┌──

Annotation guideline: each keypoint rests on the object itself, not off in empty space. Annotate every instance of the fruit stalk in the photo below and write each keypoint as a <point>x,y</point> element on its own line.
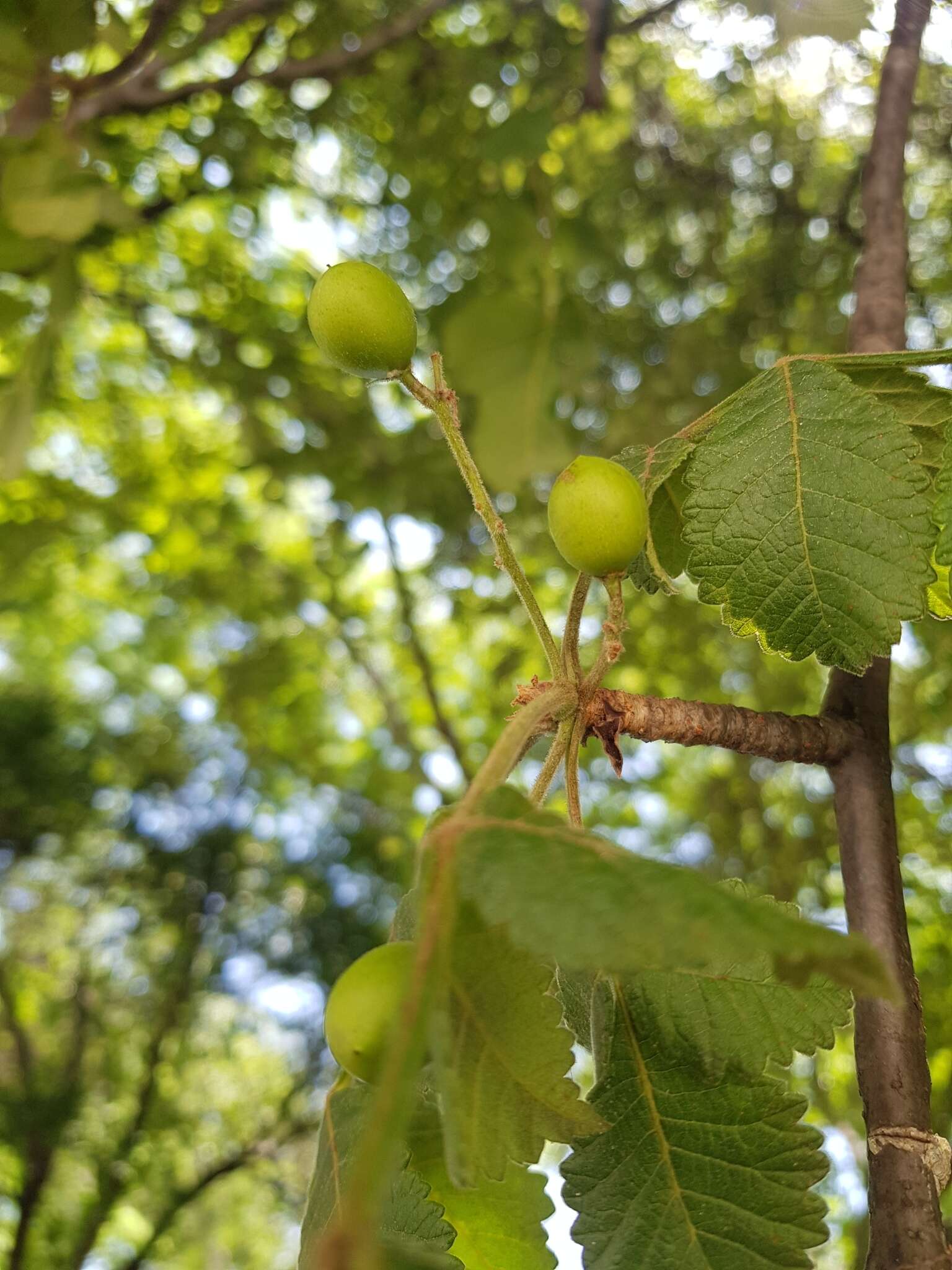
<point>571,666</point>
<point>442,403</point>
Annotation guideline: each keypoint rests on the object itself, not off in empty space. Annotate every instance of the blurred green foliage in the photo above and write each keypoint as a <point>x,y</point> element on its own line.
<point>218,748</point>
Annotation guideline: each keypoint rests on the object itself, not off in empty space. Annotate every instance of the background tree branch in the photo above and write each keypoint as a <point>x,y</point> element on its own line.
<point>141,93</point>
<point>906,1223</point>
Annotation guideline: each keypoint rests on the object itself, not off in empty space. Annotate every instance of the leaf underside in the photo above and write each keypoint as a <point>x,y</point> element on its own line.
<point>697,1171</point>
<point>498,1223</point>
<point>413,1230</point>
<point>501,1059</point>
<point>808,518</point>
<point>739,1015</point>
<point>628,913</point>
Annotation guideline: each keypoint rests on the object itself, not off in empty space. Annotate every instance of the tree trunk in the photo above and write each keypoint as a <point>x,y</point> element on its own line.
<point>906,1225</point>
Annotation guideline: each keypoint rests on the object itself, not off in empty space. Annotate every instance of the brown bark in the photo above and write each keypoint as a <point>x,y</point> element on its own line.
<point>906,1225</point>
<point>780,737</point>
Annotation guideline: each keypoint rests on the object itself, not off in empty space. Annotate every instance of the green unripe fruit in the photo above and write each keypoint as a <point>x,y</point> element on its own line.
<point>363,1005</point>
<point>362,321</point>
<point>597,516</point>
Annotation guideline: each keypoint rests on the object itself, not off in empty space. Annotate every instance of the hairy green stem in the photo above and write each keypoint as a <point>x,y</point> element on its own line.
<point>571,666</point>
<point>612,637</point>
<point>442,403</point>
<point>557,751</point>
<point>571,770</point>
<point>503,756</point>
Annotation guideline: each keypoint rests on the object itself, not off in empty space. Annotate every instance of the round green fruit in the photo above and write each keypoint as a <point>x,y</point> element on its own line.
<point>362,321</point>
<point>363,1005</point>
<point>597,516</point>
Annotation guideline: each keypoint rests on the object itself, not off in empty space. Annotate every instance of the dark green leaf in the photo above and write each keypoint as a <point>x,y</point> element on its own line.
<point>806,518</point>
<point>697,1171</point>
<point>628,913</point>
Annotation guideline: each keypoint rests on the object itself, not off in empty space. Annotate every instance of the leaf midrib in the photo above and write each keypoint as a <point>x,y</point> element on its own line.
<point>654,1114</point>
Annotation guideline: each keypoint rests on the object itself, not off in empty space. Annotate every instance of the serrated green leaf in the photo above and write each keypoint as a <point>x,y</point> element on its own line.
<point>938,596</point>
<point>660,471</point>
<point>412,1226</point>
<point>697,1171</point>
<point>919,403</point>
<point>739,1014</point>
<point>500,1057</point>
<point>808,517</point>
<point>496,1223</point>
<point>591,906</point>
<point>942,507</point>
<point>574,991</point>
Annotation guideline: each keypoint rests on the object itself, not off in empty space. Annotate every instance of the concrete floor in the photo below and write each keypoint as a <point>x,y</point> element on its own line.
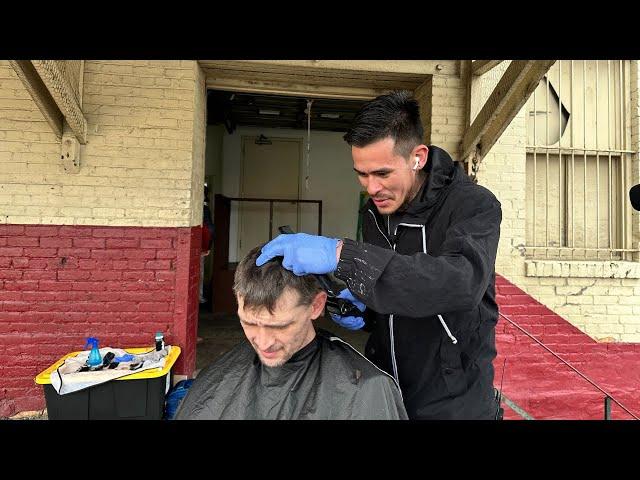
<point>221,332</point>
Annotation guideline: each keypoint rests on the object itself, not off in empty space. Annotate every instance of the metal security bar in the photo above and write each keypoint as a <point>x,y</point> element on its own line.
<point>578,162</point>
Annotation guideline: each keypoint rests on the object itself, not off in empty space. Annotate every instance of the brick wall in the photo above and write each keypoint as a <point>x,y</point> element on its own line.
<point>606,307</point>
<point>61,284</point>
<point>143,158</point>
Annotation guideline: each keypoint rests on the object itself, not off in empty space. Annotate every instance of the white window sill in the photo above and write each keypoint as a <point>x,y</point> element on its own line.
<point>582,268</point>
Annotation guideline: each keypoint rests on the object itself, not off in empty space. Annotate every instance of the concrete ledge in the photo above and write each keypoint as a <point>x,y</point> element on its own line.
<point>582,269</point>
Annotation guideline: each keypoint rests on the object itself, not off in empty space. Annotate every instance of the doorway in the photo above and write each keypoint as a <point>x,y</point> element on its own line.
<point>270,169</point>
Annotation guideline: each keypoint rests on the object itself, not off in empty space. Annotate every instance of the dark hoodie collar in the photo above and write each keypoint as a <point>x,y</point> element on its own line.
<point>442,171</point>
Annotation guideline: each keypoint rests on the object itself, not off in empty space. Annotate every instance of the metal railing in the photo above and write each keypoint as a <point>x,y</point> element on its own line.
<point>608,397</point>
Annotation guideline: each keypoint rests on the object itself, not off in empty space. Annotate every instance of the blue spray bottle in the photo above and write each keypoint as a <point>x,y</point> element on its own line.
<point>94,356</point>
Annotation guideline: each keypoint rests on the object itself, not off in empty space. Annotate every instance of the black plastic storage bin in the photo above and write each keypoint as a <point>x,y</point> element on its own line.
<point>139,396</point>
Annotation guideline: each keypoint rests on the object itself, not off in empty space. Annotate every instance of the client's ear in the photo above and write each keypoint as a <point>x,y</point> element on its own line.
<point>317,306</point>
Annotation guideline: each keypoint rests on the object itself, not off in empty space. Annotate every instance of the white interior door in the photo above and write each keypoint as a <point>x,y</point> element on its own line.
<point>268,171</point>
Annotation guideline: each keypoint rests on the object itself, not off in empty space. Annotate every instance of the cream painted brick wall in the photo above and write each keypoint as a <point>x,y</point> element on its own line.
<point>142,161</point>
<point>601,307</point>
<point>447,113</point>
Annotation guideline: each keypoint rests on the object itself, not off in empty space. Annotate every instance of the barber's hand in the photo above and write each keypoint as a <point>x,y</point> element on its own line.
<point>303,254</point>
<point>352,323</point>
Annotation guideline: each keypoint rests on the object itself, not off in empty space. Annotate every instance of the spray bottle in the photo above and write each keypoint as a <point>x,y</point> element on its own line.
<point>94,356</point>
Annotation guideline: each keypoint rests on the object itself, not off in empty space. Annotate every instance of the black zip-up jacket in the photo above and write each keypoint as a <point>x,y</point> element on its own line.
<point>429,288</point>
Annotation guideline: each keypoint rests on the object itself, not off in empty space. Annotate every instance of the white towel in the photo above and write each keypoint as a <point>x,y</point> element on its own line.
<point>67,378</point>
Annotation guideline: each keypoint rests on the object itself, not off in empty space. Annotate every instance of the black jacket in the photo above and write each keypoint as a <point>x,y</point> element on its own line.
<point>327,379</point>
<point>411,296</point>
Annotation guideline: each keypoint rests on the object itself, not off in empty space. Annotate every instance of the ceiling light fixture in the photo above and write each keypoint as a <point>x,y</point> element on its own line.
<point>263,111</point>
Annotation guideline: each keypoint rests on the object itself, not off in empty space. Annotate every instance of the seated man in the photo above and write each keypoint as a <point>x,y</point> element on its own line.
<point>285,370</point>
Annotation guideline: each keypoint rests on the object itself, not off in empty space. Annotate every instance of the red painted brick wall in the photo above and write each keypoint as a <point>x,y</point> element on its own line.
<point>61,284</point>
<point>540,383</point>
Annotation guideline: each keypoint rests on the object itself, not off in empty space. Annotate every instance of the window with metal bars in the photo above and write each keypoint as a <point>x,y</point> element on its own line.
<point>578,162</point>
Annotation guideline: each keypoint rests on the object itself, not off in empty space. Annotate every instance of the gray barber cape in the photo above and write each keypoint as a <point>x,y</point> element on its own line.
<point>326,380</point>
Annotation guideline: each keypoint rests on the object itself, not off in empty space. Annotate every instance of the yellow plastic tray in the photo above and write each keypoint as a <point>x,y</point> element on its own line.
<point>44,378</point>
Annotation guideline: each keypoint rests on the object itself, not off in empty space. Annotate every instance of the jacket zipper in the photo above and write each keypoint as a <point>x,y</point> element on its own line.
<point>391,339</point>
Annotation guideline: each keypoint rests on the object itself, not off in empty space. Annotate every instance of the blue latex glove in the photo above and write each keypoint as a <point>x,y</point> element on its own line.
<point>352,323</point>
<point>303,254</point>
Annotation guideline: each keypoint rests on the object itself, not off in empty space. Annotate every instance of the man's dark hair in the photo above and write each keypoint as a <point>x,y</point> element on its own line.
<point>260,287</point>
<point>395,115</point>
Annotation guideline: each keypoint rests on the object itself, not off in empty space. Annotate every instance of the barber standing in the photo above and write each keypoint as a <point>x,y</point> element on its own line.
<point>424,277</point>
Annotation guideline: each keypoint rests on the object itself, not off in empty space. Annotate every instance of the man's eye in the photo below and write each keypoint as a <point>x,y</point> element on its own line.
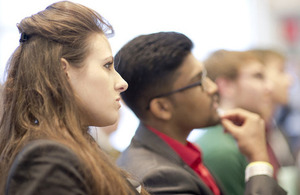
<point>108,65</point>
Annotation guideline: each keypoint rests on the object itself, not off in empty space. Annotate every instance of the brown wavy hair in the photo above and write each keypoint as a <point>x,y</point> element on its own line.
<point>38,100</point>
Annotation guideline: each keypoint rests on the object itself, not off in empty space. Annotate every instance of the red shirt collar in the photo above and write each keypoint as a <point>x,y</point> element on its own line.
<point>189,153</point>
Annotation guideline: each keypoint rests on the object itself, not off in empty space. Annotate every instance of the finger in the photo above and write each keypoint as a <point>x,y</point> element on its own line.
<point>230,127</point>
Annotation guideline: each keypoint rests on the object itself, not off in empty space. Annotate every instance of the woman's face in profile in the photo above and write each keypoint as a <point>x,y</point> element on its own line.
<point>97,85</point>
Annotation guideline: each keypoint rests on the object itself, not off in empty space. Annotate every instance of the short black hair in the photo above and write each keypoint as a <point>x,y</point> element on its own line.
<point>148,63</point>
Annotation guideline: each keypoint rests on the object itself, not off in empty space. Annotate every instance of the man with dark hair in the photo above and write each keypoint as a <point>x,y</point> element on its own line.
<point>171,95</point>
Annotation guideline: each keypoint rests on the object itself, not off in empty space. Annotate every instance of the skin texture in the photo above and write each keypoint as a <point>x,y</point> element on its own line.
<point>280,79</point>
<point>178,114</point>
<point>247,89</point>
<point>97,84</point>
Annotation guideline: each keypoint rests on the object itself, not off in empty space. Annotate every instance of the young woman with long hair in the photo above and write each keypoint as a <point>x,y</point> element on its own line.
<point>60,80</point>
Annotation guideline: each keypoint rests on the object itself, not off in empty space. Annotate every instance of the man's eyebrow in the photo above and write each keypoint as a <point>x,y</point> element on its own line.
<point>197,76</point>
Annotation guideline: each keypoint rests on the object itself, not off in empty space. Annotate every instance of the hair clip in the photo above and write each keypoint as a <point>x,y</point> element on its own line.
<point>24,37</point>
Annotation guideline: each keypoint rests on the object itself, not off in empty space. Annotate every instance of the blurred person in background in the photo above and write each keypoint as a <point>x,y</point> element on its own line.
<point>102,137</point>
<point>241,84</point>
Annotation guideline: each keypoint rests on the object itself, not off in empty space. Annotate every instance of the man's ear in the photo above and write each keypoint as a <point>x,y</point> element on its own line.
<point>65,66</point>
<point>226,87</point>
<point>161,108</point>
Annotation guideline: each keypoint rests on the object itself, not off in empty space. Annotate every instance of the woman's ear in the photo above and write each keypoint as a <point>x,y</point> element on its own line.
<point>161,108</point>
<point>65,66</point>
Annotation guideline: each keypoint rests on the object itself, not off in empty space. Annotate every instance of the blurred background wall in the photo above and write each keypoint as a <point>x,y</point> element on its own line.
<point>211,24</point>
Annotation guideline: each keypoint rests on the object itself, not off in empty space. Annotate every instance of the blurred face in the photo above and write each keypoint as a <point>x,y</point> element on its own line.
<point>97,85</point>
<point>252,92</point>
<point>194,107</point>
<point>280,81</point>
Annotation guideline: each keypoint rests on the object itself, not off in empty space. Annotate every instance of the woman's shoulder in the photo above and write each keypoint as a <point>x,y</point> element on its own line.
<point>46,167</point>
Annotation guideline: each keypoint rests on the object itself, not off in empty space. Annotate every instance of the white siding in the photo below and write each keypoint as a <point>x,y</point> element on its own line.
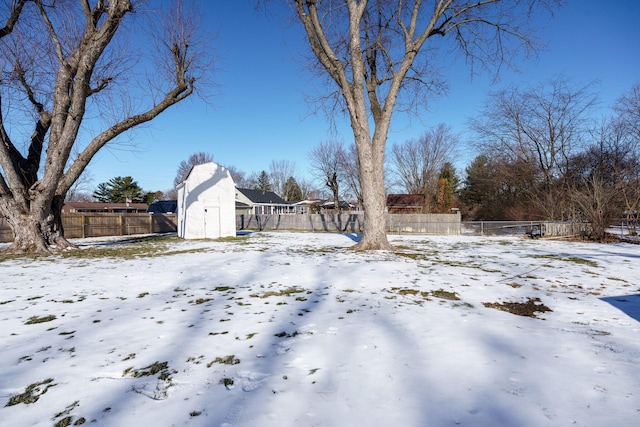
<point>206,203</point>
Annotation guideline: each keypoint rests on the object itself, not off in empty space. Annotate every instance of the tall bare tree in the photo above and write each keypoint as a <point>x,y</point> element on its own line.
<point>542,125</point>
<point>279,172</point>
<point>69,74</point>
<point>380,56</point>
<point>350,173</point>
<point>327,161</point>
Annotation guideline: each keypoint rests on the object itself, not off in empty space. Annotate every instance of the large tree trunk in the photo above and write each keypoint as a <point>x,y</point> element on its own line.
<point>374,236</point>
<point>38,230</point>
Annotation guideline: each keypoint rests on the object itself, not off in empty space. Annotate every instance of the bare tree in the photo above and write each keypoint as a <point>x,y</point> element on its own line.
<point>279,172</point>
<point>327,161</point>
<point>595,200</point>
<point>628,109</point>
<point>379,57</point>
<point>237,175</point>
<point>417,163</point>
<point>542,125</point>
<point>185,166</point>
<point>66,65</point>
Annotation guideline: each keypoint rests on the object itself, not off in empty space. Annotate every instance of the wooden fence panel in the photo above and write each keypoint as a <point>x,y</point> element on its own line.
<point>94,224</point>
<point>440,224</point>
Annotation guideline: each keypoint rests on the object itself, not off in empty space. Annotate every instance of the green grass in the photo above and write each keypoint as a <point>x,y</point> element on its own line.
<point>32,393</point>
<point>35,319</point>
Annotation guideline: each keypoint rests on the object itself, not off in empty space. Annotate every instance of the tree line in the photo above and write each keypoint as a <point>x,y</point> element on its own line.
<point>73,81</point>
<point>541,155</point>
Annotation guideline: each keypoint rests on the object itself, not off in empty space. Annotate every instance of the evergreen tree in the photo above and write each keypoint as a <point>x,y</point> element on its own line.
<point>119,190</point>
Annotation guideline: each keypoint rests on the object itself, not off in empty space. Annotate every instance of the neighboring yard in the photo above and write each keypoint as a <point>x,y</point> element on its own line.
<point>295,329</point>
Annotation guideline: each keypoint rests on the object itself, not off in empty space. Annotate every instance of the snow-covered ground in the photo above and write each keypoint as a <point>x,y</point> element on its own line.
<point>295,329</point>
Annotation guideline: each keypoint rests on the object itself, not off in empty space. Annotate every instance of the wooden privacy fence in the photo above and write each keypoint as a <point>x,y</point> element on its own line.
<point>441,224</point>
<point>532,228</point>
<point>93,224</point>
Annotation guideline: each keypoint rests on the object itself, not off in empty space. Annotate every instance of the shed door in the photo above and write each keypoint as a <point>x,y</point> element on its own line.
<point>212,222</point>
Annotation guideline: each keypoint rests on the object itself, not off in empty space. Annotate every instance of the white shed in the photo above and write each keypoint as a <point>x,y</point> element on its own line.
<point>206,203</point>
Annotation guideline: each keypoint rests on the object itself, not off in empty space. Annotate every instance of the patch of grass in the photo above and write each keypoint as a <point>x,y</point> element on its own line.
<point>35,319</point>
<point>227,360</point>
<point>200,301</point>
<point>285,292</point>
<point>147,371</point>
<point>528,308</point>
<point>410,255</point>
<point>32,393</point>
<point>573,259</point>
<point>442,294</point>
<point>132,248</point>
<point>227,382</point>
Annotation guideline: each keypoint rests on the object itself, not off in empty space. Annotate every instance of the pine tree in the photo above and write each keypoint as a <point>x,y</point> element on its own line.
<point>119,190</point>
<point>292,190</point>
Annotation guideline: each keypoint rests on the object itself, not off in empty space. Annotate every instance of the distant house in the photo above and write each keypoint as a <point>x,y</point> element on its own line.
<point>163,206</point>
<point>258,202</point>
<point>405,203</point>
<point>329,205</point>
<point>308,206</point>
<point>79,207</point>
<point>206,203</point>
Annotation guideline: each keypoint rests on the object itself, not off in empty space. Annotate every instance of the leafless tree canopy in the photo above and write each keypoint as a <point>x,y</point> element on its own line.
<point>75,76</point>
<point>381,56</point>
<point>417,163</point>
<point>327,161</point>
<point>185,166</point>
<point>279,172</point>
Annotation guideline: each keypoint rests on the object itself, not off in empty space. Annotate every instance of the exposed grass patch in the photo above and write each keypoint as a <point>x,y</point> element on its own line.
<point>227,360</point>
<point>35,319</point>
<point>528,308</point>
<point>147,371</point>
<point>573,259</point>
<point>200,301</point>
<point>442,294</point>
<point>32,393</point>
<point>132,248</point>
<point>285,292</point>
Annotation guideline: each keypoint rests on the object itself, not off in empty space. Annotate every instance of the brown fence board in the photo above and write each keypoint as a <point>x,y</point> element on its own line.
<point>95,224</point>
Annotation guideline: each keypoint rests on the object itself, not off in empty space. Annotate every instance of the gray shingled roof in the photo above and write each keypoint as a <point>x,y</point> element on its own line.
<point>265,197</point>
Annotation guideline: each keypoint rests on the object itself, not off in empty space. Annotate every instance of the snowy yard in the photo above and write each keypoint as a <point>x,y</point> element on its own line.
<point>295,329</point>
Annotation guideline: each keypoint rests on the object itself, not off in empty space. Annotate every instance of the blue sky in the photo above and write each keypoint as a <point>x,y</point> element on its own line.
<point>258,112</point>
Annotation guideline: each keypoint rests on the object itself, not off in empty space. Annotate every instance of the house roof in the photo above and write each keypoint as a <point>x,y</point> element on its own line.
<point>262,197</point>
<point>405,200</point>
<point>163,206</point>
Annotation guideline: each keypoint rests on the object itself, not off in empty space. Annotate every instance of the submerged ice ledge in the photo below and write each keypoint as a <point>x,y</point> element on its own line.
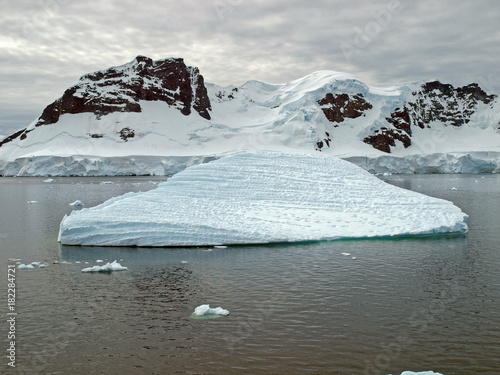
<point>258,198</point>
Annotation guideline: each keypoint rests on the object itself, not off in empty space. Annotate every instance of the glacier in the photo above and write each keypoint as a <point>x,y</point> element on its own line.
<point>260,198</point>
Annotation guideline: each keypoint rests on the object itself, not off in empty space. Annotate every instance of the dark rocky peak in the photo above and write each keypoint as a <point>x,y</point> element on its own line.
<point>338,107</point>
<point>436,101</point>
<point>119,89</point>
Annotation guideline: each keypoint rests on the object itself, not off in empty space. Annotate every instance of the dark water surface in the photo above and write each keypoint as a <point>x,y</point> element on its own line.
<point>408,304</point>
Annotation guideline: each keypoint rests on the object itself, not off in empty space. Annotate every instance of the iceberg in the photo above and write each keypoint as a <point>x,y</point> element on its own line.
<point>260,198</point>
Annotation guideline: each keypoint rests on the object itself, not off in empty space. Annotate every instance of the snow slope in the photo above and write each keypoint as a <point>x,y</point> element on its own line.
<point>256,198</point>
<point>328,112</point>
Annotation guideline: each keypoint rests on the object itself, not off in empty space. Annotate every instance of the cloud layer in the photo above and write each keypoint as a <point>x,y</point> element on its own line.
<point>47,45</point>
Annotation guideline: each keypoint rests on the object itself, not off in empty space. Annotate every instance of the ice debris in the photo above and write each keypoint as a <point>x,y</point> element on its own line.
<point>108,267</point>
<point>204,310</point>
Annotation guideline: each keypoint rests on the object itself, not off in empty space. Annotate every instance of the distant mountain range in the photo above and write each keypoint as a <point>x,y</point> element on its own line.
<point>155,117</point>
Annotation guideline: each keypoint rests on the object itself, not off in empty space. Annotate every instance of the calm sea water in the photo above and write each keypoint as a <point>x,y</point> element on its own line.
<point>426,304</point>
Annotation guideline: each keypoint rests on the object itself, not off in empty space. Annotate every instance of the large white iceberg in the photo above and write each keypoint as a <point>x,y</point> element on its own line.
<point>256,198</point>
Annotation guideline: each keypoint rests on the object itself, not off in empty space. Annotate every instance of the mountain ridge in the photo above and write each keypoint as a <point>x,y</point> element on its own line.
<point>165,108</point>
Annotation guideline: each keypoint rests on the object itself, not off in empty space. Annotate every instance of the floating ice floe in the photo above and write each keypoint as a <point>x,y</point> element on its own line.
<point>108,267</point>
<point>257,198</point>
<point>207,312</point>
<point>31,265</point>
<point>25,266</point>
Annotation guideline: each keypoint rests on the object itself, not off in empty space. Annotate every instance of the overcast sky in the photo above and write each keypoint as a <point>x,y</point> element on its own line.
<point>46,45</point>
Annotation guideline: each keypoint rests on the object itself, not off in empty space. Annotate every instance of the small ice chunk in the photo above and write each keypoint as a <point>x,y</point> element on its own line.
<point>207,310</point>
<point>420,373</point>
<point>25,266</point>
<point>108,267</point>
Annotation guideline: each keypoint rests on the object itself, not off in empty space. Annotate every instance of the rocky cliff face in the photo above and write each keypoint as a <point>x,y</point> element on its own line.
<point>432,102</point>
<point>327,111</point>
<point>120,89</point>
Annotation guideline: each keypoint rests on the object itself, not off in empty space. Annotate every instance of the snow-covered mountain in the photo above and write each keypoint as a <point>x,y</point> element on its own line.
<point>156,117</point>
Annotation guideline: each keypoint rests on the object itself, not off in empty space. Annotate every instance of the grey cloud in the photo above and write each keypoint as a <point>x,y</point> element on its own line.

└──

What you need to do |
Copy the rows word for word, starting with the line that contains "of the seated" and ending after the line that contains "<point>285,370</point>".

Final result |
Annotation guideline: each keypoint rests on the object itself, not off in empty space. Annotate every instance of the seated man in the photo above and write each keypoint as a <point>x,y</point> element on its own line.
<point>285,370</point>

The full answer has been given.